## 본문 섹션
>>>
다항식 클래스 (class Polynomial)
Source Code
polynomial.h
cpp
#ifndef POLYNOMIAL_H
#define POLYNOMIAL_H
class Term
{
public:
int exp;
double coef;
void Display(bool is_first_term);
};
class Polynomial
{
private:
int max_exp;
int capacity;
public:
Term *termArray;
int num_of_terms;
Polynomial(int given_capacity);
~Polynomial();
int NewTerm(double given_coef, int given_exp);
Polynomial* Add(Polynomial* b);
Polynomial* Mult(Polynomial* b);
void Display();
double Evaluate(double value);
};
#endif
polynomial.cpp
cpp
#include <iostream>
#include "polynomial.h"
#include <cmath>
void Term::Display(bool is_first_term)
{
if(coef == 0)
return;
if(coef > 0)
{
if(!is_first_term)
{
std::cout << " + " << coef;
}
else
{
std::cout << coef;
}
}
if(coef < 0)
std::cout << " - " << -coef;
if(exp != 0)
std::cout << "x";
if(exp > 1)
std::cout << "^";
if(exp > 1)
std::cout << exp;
}
Polynomial::Polynomial(int given_capacity)
{
max_exp = -1;
num_of_terms = 0;
capacity = given_capacity;
termArray = new Term[given_capacity];
}
Polynomial::~Polynomial()
<<<
## 데이터셋 항목
>>>
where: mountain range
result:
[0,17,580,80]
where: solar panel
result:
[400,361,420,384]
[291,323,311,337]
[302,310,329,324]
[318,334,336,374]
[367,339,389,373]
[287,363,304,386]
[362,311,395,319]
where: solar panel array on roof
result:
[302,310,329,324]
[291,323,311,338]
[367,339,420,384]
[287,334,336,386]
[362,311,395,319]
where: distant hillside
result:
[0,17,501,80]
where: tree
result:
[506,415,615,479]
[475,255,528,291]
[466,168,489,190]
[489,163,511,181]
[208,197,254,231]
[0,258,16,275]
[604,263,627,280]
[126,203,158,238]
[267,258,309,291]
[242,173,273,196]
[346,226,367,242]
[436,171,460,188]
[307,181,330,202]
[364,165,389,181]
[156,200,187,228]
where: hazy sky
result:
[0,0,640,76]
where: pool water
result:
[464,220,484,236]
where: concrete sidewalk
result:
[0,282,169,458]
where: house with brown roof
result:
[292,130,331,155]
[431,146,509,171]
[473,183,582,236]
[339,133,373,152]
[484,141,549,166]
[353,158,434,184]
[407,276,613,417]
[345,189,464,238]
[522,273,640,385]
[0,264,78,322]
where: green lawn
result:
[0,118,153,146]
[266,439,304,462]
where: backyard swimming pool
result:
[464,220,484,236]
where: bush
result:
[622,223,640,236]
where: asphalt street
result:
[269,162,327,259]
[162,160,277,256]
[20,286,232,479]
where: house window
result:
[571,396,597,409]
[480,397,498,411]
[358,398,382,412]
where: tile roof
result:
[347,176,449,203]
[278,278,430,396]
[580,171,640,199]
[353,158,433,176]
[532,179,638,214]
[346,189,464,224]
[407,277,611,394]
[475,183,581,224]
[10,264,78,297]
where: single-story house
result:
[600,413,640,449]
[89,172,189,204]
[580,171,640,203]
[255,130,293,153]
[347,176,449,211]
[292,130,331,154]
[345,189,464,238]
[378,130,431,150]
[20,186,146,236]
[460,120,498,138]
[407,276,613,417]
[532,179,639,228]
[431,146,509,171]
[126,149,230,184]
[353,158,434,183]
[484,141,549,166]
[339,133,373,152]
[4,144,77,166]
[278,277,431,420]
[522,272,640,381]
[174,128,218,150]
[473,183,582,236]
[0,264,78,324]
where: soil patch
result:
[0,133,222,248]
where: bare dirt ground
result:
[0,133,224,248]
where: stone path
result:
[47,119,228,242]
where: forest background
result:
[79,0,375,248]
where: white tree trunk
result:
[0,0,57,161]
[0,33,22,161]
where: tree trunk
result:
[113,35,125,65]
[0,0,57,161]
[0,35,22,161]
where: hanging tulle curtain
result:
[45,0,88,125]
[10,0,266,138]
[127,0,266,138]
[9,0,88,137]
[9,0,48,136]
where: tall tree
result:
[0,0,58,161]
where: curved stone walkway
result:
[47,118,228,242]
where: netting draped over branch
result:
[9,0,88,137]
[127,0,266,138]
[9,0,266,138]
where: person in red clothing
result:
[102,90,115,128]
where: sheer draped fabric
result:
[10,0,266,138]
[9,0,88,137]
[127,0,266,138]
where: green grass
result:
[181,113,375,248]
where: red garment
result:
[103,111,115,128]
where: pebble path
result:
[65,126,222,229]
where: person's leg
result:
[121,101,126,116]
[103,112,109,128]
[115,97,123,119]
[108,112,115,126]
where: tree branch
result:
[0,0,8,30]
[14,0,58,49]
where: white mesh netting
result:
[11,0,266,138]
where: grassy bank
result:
<<<
## 요청 사항
(1) 목록에서 "where: bare dirt ground"이 들어 있는 줄부터 목록 맨 끝까지를 한 글자도 바꾸지 말고 그대로 출력하세요.
(2) 다항식 클래스 코드를 마지막 줄 다음부터 이어받아 계속 작성하세요.

## 연습 답안
(1)
where: bare dirt ground
result:
[0,133,224,248]
where: stone path
result:
[47,119,228,242]
where: forest background
result:
[79,0,375,248]
where: white tree trunk
result:
[0,0,57,161]
[0,33,22,161]
where: tree trunk
result:
[113,35,125,65]
[0,0,57,161]
[0,35,22,161]
where: hanging tulle curtain
result:
[45,0,88,125]
[10,0,266,138]
[127,0,266,138]
[9,0,88,137]
[9,0,48,136]
where: tall tree
result:
[0,0,58,161]
where: curved stone walkway
result:
[47,118,228,242]
where: netting draped over branch
result:
[9,0,88,137]
[127,0,266,138]
[9,0,266,138]
where: person in red clothing
result:
[102,90,115,128]
where: sheer draped fabric
result:
[10,0,266,138]
[9,0,88,137]
[127,0,266,138]
where: green grass
result:
[181,113,375,248]
where: red garment
result:
[103,111,115,128]
where: pebble path
result:
[65,126,222,229]
where: person's leg
result:
[121,101,126,116]
[103,112,109,128]
[115,97,123,119]
[108,112,115,126]
where: tree branch
result:
[0,0,8,30]
[14,0,58,49]
where: white mesh netting
result:
[11,0,266,138]
where: grassy bank
result:

(2)
{
delete [] termArray;
}
int Polynomial::NewTerm(double given_coef, int given_exp)
{
if(given_exp < 0)
return -1;
if(num_of_terms == capacity)
return -1;
for(int i=0;i<capacity;i++)
{
if(termArray[i].exp==given_exp)
return -1;
}
termArray[num_of_terms].coef = given_coef;
termArray[num_of_terms].exp = given_exp;
num_of_terms++;
if(max_exp < given_exp)
max_exp = given_exp;
return 0;
}
void Polynomial::Display()
{
if(num_of_terms > 0)
{
int i,j;
for(i=max_exp;i>=0;i--)
{
for(j=0;j<num_of_terms;j++)
{
if(termArray[j].exp==i)
break;
}
if(j != num_of_terms)
termArray[j].Display(i==max_exp);
}
}
std::cout << std::endl;
}
double Polynomial::Evaluate(double value)
{
double result = 0;
for(int i=0;i<num_of_terms;i++)
{
result += termArray[i].coef*pow(value,termArray[i].exp);
}
return result;
}
Polynomial* Polynomial::Add(Polynomial *b)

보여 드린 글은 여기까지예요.